───── Document extract ─────

Importing bank statements in CSV format

David Carlson david.carlson.417 at gmail.com
Sun May 7 10:11:44 EDT 2017


When a csv file is opened by a spreadsheet application, the transactions
appear in a nice table format which makes it almost trivial to use a mouse
to cut and paste either wanted information or unwanted information.  Then
save to the same CSV format instead of the spreadsheet format.  If that is
not helpful for your case...

I may be wrong about this as I am just now learning how it works in GnuCash
release 2.6.15...
I think that the CSV importer that is available in most of the versions of
GnuCash except the next one which will be much easier to use and has not
been officially released yet allow you to select which lines to import
while you are defining the format of the data file and assigning the
columns to GnuCash columns.  Then, when you get to the last stage where you
can edit the account assignments, you can also choose not to import each
transaction similarly to how it is done in with the OFX import.  Or you can
choose to assign unwanted transactions to a special account to be deleted
later.

─────

-- Short problem --
Continue the mailing-list post above about importing CSV bank statements into GnuCash, starting right after its final sentence.

───── Recorded information ─────

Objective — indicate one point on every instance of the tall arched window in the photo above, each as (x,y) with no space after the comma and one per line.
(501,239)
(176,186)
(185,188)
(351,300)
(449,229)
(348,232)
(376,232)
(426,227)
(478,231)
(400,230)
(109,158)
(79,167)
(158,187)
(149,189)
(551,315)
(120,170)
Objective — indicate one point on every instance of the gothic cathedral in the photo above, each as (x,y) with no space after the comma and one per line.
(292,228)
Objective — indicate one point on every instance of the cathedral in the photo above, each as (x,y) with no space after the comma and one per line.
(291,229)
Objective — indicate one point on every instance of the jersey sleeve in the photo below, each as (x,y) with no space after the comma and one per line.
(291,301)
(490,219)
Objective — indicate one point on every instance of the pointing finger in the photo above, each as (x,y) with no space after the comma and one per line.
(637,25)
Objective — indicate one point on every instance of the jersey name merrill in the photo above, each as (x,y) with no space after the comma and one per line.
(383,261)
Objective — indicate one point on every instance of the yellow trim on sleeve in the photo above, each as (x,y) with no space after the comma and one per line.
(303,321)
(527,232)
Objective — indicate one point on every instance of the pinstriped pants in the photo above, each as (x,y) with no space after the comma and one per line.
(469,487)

─────

-- In response --
David C

On Sun, May 7, 2017 at 7:30 AM, Tim Hume <tim at nomuka.com> wrote:

> I'm using the latest version of GNU Cash in Debian - I'm not at the
> computer now so not sure what number this is.
>
> Of course I can edit the CSV file by hand before importing it, but it
> would be nice if I could simply click on the transactions I want to import
> rather than being forced to import all the transactions in the file. The
> import screen allows me to edit transactions which the importer thinks it
> has matched with transactions already entered in the accounts. It also
> allows me to assign accounts to unmatched transactions. But it doesn't seem
> to allow me to totally ignore a transaction in the CSV file. However the
> help information kind of hints that this is possible (but doesn't say how
> to do it as far as I can tell).
>
> Cheers,
>
> Tim.
>
>
>
> On 7 May 2017 1:30:17 PM Greg Feneis <mfeneis at gmail.com> wrote:
>
> Hi Tim,
>>
>> You might want to mention your GnuCash version.  Your OS may not be
>> necessary but doesn't hurt.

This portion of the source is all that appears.